Prompt =>
Reproduce the listing that follows with no differences at all.

** start Task data **

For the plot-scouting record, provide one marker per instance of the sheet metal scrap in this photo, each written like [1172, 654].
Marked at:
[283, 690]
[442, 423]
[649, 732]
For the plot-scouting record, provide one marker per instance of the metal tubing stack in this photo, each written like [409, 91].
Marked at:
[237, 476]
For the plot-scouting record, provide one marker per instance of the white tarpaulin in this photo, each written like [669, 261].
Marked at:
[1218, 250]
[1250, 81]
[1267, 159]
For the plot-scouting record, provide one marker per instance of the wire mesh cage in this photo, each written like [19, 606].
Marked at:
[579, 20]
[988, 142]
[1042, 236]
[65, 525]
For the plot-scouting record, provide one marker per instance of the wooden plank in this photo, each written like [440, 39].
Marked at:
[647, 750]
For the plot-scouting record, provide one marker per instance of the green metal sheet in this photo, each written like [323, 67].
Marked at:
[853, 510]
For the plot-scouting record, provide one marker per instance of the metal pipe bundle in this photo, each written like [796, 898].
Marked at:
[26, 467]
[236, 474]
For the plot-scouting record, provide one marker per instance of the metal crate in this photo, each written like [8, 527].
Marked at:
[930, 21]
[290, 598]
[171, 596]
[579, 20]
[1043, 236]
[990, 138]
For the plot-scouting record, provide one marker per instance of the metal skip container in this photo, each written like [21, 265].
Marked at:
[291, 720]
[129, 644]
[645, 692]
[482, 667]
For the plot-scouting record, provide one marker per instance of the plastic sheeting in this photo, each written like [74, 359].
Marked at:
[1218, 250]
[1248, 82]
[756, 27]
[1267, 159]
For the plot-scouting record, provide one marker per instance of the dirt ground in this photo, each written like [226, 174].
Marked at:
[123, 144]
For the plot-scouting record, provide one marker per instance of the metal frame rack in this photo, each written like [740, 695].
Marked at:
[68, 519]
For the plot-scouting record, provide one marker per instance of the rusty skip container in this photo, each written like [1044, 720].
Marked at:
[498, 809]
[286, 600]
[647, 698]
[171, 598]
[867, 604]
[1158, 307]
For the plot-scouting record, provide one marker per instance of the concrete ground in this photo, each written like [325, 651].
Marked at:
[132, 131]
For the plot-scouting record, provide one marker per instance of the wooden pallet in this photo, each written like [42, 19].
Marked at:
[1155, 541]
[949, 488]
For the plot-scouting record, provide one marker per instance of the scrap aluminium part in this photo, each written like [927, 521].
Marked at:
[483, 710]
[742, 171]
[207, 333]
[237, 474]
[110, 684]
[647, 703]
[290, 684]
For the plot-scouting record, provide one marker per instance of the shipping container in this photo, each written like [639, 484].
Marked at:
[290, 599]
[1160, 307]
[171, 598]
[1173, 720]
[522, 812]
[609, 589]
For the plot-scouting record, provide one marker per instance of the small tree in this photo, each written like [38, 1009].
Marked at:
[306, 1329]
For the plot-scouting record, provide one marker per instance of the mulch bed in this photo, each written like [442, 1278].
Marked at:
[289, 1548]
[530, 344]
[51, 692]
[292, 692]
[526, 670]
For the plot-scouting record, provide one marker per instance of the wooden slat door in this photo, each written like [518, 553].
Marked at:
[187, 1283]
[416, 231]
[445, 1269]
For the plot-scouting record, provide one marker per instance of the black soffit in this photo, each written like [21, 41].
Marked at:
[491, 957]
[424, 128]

** end Task data **

Answer for this exercise =>
For the plot-scouting record, provide one marker per instance of the sheet metal scrap in this photo, each written like [1172, 654].
Marked at:
[283, 690]
[442, 423]
[649, 732]
For the plot-scouting record, provide one marker per instance of the metal tubing stack in this photo, each written like [409, 91].
Marked at:
[237, 476]
For the plot-scouting record, provide one marker per instance of the white tarpaulin in this photo, each written like [669, 261].
Marked at:
[1218, 250]
[1250, 81]
[1267, 159]
For the plot-scouting record, provide one marker per instance of the wire mesh cage in this photo, each written like [19, 606].
Marked at:
[579, 20]
[988, 142]
[1042, 236]
[65, 525]
For the plot-scouting record, provide one marker per instance of the wooden plank in this photo, each written like [440, 39].
Marked at:
[647, 750]
For the plot-scouting record, provide one marker per instance of the green metal sheet in this photo, each written like [323, 67].
Marked at:
[853, 510]
For the plot-scouting record, provide one marker per instance of the metal pipe bundle in this photo, each written like [796, 898].
Marked at:
[26, 467]
[236, 474]
For the plot-scouting record, provide one marker per instance of the metal crate in this photo, each written like [8, 527].
Marked at:
[930, 21]
[290, 598]
[171, 596]
[579, 20]
[1043, 236]
[990, 138]
For the plot-scouting record, provide one marker per instance of the metal skip container in this photo, each written like [21, 265].
Marked at:
[291, 720]
[129, 644]
[645, 692]
[482, 667]
For the plot-scouting record, provide one marker per instance of the plastic sheeting in this photo, each written like [74, 359].
Marked at:
[1218, 250]
[1248, 82]
[756, 27]
[1267, 159]
For the plot-scouting record, provide one marker per instance of the dirt ground in this photo, each written like [226, 174].
Marked at:
[123, 144]
For the plot-scouting record, provide one marker per instance of the metal frame rack in this photo, each written like [740, 695].
Marked at:
[68, 519]
For the plot-scouting record, provide one marker per instance of the rusty skip container in this photo, each written like [1044, 720].
Marked at:
[498, 809]
[286, 600]
[647, 698]
[171, 598]
[867, 604]
[1158, 307]
For the plot-scouting record, provide one marker per instance of the concrete ground in this photo, each written like [325, 651].
Marked at:
[132, 131]
For the plot-scouting record, provide one marker per instance of the wooden pallet in this photo, each written like [42, 19].
Marked at:
[1155, 541]
[949, 488]
For the plot-scouting record, provide one marker per instance of the scrap aluminium part in this photo, each written like [927, 521].
Marked at:
[483, 710]
[742, 171]
[207, 333]
[237, 474]
[110, 684]
[647, 703]
[290, 684]
For the plot-scouting record, provide one marker per instance of the shipping container in this photo, each written like [639, 484].
Marked at:
[290, 599]
[1160, 307]
[171, 598]
[1173, 720]
[522, 812]
[609, 589]
For the plot-scouting record, provide one marker per instance of the small tree in this photo, each written like [38, 1009].
Marked at:
[306, 1329]
For the plot-scouting record, provide one marker per instance of the mulch bed in this photo, each written like [442, 1278].
Marked at:
[289, 1548]
[530, 344]
[51, 692]
[292, 692]
[526, 670]
For the plot-scouting record, provide one marker per instance of the wooden slat door in this photo, each written like [518, 553].
Marked at:
[187, 1283]
[416, 231]
[445, 1269]
For the plot-scouting record, provide one marker per instance of the black soffit in this photo, each written like [21, 41].
Marked at:
[491, 957]
[424, 128]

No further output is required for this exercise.